Tasks for this exercise —
1. Using the study notes on area between two curves, decide whether each statement agrees with the text. Answer yes or no for each, and quote the text's deciding words.
(a) The region in Example 1 lies in the second quadrant.
(b) The notes say to find the point of intersection with a graphing calculator.
(c) In Example 1, the limits of integration are 0 and 1.
2. Answer these questions from the study notes on area between two curves, one answer per line.
(a) In the general statement, which vertical lines bound the region?
(b) In Example 1, what is the third boundary besides the graphs of f and g?
(c) In Example 1, what is the point of intersection in the first quadrant?
3. Continue the study notes on area between two curves from the point where they end.

Text extract —
_ _ _ _ _
Home / AP Calculus AB and BC: Chapter 5 – Applications of Integration : 5.1 – Area of a Region between Two Curves Study Notes

AP Calculus AB and BC: Chapter 5 – Applications of Integration : 5.1 – Area of a Region between Two Curves Study Notes

Area of a Region Between Two Curves

Area of a Region Between Two Curves
If $f$ and $g$ are continuous on $[a, b]$ and $g(x) \leq f(x)$ for all $x$ on $[a, b]$, then the area of the region bounded by the graphs of $f$ and $g$ and the vertical lines $x=a$ and $x=b$ is

$
A=\int_a^b[f(x)-g(x)] d x
$

In general, to determine the area between two curves, we can use
$
A=\int_{x_1}^{x_2}[(\text { top curve) }-(\text { bottom curve })] d x
$

if the curves are defined by functions of $x$, and
$
A=\int_{y_1}^{y_2}[(\text { right curve })-(\text { left curve })] d y,
$
if the curves are defined by functions of $y$.

  • Example 1

Find the area of the region in the first quadrant enclosed by the graphs of $f(x)=2 \cos x, g(x)=x$ and the $y$-axis.

▶️Answer/Explanation

Solution

                                     

                            The limits of integration are $a=0$ and $b=1.03$.

Use a graphing calculator to find the point of intersection and sketch the two curves. The point of intersection in the first quadrant is $(1.03,1.03)$.
_ _ _ _ _
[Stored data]
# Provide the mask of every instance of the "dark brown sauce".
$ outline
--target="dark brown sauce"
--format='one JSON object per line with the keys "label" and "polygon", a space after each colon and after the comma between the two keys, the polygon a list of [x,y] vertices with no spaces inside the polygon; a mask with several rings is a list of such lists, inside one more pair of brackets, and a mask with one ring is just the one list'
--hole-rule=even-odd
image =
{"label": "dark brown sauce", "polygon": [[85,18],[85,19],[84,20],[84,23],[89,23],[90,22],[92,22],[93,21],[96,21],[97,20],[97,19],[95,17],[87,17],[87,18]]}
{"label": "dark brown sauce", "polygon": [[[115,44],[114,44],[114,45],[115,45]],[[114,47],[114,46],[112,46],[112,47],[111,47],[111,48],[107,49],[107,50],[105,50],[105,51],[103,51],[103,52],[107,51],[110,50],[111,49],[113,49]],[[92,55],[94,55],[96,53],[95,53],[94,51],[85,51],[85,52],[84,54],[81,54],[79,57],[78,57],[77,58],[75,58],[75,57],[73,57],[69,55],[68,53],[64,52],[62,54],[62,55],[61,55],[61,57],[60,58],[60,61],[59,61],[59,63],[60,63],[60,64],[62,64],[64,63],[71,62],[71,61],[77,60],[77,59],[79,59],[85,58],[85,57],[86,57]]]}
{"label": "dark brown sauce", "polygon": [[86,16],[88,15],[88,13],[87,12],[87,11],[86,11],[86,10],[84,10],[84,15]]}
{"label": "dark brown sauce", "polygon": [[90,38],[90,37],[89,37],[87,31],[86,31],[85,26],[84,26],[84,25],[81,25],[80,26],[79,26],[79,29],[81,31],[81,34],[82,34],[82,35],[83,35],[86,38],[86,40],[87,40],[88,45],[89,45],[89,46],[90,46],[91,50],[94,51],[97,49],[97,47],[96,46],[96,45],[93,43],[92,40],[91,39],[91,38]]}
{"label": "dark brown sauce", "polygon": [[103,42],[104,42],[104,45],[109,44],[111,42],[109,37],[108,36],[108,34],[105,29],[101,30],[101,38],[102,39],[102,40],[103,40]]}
_ _ _ _ _
Set of answers —
1.
(a) No: "Find the area of the region in the first quadrant"
(b) Yes: "Use a graphing calculator to find the point of intersection"
(c) No: "The limits of integration are $a=0$ and $b=1.03$."

2.
(a) $x=a$ and $x=b$
(b) The $y$-axis
(c) $(1.03,1.03)$

3.
The area between the curves is
$
\begin{aligned}
A & =\int_a^b[f(x)-g(x)] d x \\
& =\int_0^{1.03}[2 \cos x-x] d x \\
& =\left[2 \sin x-\frac{x^2}{2}\right]_0^{1.03} \\
& =\left(2 \sin 1.03-\frac{1.03^2}{2}\right)-(2 \sin 0-0) \\
& =1.184
\end{aligned}
$

Example 2

  • What is the area of the region enclosed by the graphs of $f(x)=x+2$ and $g(x)=x^3-4 x^2+6$ ?

(A) $\frac{193}{12}$

(B) $\frac{218}{12}$

(C) $\frac{253}{12}$

(D) $\frac{305}{12}$

▶️Answer/Explanation

Ans:C

Example 3

  • What is the area of the region in the first quadrant, bounded by the curve $y=\sqrt[3]{x}$ and $y=x$ ?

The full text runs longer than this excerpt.